- [Exercise instructions]
Each line below is to be written out in full, exactly as shown.

- [Information given]
---+---

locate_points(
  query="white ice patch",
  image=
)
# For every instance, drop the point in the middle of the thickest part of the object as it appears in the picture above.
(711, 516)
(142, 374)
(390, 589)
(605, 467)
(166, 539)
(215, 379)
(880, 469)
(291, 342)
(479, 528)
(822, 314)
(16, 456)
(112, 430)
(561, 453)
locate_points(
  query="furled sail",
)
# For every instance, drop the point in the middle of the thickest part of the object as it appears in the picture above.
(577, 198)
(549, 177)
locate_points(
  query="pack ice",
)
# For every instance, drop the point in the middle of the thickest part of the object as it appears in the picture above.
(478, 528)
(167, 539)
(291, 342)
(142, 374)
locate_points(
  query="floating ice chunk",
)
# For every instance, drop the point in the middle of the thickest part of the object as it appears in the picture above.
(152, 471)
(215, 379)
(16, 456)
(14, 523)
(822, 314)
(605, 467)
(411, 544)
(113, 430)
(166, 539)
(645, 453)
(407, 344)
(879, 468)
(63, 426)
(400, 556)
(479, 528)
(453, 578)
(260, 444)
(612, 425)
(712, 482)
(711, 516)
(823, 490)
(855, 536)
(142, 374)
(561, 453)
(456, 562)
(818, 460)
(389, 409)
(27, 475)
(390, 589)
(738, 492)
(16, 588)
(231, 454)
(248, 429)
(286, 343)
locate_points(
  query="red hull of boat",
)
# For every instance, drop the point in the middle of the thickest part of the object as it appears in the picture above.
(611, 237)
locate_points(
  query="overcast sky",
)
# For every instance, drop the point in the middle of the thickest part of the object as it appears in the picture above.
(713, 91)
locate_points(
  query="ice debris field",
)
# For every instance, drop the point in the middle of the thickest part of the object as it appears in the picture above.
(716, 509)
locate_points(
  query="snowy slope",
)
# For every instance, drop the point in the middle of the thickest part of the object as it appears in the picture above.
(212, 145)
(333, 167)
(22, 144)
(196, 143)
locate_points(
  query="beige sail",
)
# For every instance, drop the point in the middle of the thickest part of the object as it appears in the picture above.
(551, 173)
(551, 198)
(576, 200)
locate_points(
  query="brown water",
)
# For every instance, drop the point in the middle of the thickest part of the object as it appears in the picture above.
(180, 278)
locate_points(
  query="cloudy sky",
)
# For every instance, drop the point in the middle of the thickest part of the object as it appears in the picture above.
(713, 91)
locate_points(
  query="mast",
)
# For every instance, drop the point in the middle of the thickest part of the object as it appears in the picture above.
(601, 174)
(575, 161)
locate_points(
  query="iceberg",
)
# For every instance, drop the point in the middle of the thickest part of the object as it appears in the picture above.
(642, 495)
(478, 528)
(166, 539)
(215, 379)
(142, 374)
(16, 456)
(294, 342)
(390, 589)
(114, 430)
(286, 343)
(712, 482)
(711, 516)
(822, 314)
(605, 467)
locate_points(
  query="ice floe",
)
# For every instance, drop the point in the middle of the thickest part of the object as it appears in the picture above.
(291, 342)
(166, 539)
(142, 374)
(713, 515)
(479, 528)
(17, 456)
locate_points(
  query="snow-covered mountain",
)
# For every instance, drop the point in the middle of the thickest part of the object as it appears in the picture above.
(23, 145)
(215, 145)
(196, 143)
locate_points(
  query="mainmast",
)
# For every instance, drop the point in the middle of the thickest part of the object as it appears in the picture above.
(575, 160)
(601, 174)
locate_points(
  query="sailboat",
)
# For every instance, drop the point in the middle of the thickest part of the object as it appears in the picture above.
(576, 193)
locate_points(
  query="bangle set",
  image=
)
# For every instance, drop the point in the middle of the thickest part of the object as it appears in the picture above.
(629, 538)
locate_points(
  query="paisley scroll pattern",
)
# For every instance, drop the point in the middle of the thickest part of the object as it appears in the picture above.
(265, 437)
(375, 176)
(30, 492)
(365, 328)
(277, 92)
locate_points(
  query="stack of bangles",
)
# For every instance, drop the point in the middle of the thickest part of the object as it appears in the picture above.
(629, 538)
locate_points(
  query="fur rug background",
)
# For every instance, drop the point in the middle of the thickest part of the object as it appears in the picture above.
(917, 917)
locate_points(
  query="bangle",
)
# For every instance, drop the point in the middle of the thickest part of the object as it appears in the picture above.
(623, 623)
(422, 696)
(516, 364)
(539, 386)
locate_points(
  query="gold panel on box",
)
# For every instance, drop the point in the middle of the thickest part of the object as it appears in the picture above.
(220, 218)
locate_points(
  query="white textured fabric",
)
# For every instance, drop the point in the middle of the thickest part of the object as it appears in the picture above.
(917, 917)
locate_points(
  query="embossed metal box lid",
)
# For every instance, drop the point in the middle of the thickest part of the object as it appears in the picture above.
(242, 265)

---+---

- [Full answer]
locate_points(
  query="white ice patch",
  image=
)
# For every instance, drop the point in the middle of the thickest part of the object as it appears in the picture above.
(711, 516)
(142, 374)
(390, 589)
(605, 467)
(166, 539)
(215, 379)
(880, 469)
(291, 342)
(479, 528)
(822, 314)
(16, 456)
(112, 430)
(561, 453)
locate_points(
  query="furled sail",
)
# For every instance, drop the point in the middle of the thickest part of the object as it appears in the picture above.
(577, 198)
(549, 177)
locate_points(
  query="pack ice",
)
# For every instance, drop the point in the middle of the thickest part of the object as it appears in the picture above.
(478, 528)
(167, 539)
(291, 342)
(142, 374)
locate_points(
  query="floating ice chunk",
)
# For every instance, drop the point in the middle of the thickest part of the object as it appears in the picture above.
(152, 471)
(215, 379)
(16, 456)
(14, 523)
(822, 314)
(605, 467)
(411, 544)
(113, 430)
(166, 539)
(645, 453)
(407, 344)
(879, 468)
(63, 426)
(400, 556)
(479, 528)
(453, 578)
(260, 444)
(612, 425)
(712, 482)
(711, 516)
(823, 490)
(855, 536)
(142, 374)
(561, 453)
(456, 562)
(818, 460)
(389, 409)
(27, 475)
(390, 589)
(738, 492)
(16, 588)
(231, 454)
(248, 429)
(286, 343)
locate_points(
  query="red hull of boat",
)
# For every instance, drop the point in the middle of the thickest part of the object as it appears in the picture above.
(611, 237)
locate_points(
  query="overcast sky",
)
# For every instance, drop the point in the middle of the thickest part of the object as it appears in the picture above.
(713, 91)
locate_points(
  query="ice debris field",
)
# For every instance, drop the point in the middle of the thickest part of the object as it appears in the picture above.
(716, 509)
locate_points(
  query="snowy slope",
)
# For every instance, drop the point in the middle of the thickest part of the object as it appears in the picture above.
(212, 145)
(333, 167)
(22, 144)
(196, 143)
locate_points(
  query="beige sail",
)
# For every instance, drop the point in the middle of the thickest part of the object as it appears in the picture above.
(551, 173)
(551, 198)
(576, 200)
locate_points(
  query="brown water",
)
# For every instance, drop the point in the middle of the thickest part of the object as it appears in the picture above.
(180, 278)
locate_points(
  query="cloudy sky",
)
# For every instance, drop the point in the middle of the thickest part of the object as it appears in the picture above.
(713, 91)
locate_points(
  query="mast",
)
# For every instance, drop the point in the middle of the thickest part of the object as it appears in the picture above.
(601, 174)
(575, 161)
locate_points(
  query="iceberg",
)
# For every instance, drop the point in the middle of the thickest part of the object as it appears in the picture above.
(642, 495)
(478, 528)
(166, 539)
(215, 379)
(142, 374)
(16, 456)
(294, 342)
(390, 589)
(114, 430)
(286, 343)
(712, 482)
(711, 516)
(822, 314)
(605, 467)
locate_points(
  query="ice floe",
)
# For every instance, drop the point in the middle of the thickest part of the object as it appears in the picture above.
(291, 342)
(166, 539)
(142, 374)
(713, 515)
(479, 528)
(17, 456)
locate_points(
  query="snow-covered mountain",
)
# For every instance, drop the point in the middle of the thickest part of the object as it appears in the picture above.
(23, 145)
(215, 145)
(196, 143)
locate_points(
  query="mainmast",
)
# For every instance, drop the point in the middle of the thickest part of the object as it appears in the picture above.
(575, 160)
(601, 174)
locate_points(
  query="sailboat",
)
# For every instance, drop the point in the middle of the thickest part of the object as it appears in the picture above.
(576, 193)
locate_points(
  query="bangle set",
  image=
)
# For every instance, drop the point in the middle of the thickest part of the object as it appears in the picture above.
(629, 538)
locate_points(
  query="paisley scroll pattern",
)
# For every instance, drop the point in the middle of the thickest part of the object as it appears in the picture above.
(265, 437)
(375, 176)
(30, 492)
(365, 328)
(277, 92)
locate_points(
  query="stack of bangles",
)
# For every instance, drop the point in the middle of the thickest part of the object as it appears in the picture above.
(629, 538)
locate_points(
  query="fur rug background",
)
# For every instance, drop the point in the middle of the thickest part of the object as it appears in the picture above.
(917, 917)
locate_points(
  query="bangle",
)
# For every instance, drop the point in the middle of the thickest part of the object as it appears in the picture above.
(623, 623)
(422, 696)
(516, 364)
(539, 386)
locate_points(
  query="gold panel on box",
)
# For every instance, drop the point in the middle of the thickest part of the object as it appears in the picture above.
(220, 218)
locate_points(
  query="white textured fabric",
)
# For every instance, drop the point in the middle of the thickest part of the object as it appears in the picture above.
(917, 917)
locate_points(
  query="embossed metal box lid",
)
# For every instance, drop the point in the middle of the thickest part of the object as it appears in the picture above.
(242, 265)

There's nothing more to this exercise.